Lana Khachan is the Head of Communications & CSR, Vodafone Qatar

What has been the impact of COVID-19 on the telecommunication industry in Qatar?

The COVID-19 pandemic has brought the importance of the telecommunication industry to the fore like no other event in history. It has highlighted how crucial the sector is to not only keep individuals connected, but also businesses, governments and our societal infrastructure up and running.

People are relying on telecommunications more than ever before, and there has been a huge surge in demand for networking and connectivity technologies to facilitate what our reality now looks like. The increased trends for working from home, remote learning and socially distanced workplaces have all been made possible by the telecoms industry.

But with the increased reliance comes increased scrutiny and pressure on the sector too. Customer experience must match high customer expectations and networks must be sufficiently robust and reliable to keep up with the increased demand.


Do you think the pandemic has affected career opportunities for females? If yes, how?

Gender equality in the workplace is still a goal that we, as a global community, need to actively work towards and the pandemic has been a bump in the road to achieving this goal. Several reports have shown that the pandemic and its economic fallout are having a disproportionate impact on women and their careers; McKinsey calculated that women’s jobs are 1.8 times more vulnerable to this crisis than men’s, for example. There are many reasons why this is happening, for instance due to higher levels of unpaid care falling to women over men. But whatever the reason, this is an issue which should be proactively managed and not just observed or ignored.

We believe that technology, in particular network connectivity, has a large part to play in redressing this setback. This might be through facilitating remote access to work and education, to enable mothers and fathers to work from home whilst their children are being home-schooled via digital platforms, as just one example.


How do you promote gender diversity and equality in your organisation?

We seek to be a company whose workforce reflects the customers we serve and the broader societies within which we operate. We believe that achieving greater gender parity will strengthen our company significantly through understanding the needs of the women, men, families and businesses who rely on our networks and services.

At Vodafone Qatar we’re proud to be able to say that we employ women across all areas of our business, including in leadership positions, and we ensure that female team members are paid equally to their male counterparts.


Do you think the recovery from COVID-19 will happen in the next 1-2 years or will it take longer?

Every business has been affected by the fallout from the COVID-19 pandemic in some way or another, but just in the way that everyone’s experience of it has been different, their recovery journey will be different too. Some sectors will naturally recover quicker than others, and the pandemic has also brought unexpected growth to some areas as customer demands and behaviors have changed.

• _Dataset excerpt_:
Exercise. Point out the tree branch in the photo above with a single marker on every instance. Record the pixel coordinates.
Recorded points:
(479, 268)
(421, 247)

• _Problem description_: Write a continuation of the interview with Vodafone Qatar's head of communications, picking up after its final sentence. The material above is separate from the interview with Vodafone Qatar's head of communications.

• _Answer box_:
We’re optimistic that, aided by vaccine rollouts and sustained safety measures, we’ll see large sections of our economy recover over the next two years, but inevitably there will be longer-lasting effects that must be acknowledged and addressed.

We’re also confident of the role that technology can play in our economic and societal recovery. We’ve seen that businesses that are already using digital technologies have been able to adapt more quickly to market challenges and that the pandemic has created waves of adoption that signify years’ worth of digital transformation in mere months.

The trends for remote working and learning are here to stay and rely on strong network connectivity and digital platforms. The Internet of Things (IoT), 5G and fibre broadband are all examples of technologies that will continue to enable businesses – SMEs and enterprises alike – to achieve and maintain a ‘business as usual’ status in our ‘new normal’.


How has technology helped your industry during last year?

The accelerated digitalization that followed the pandemic is thought to be conducive for women empowerment and may potentially become a catalyst for gender diversity in the workplace. What’s your view on that? And does this apply to women in Qatar?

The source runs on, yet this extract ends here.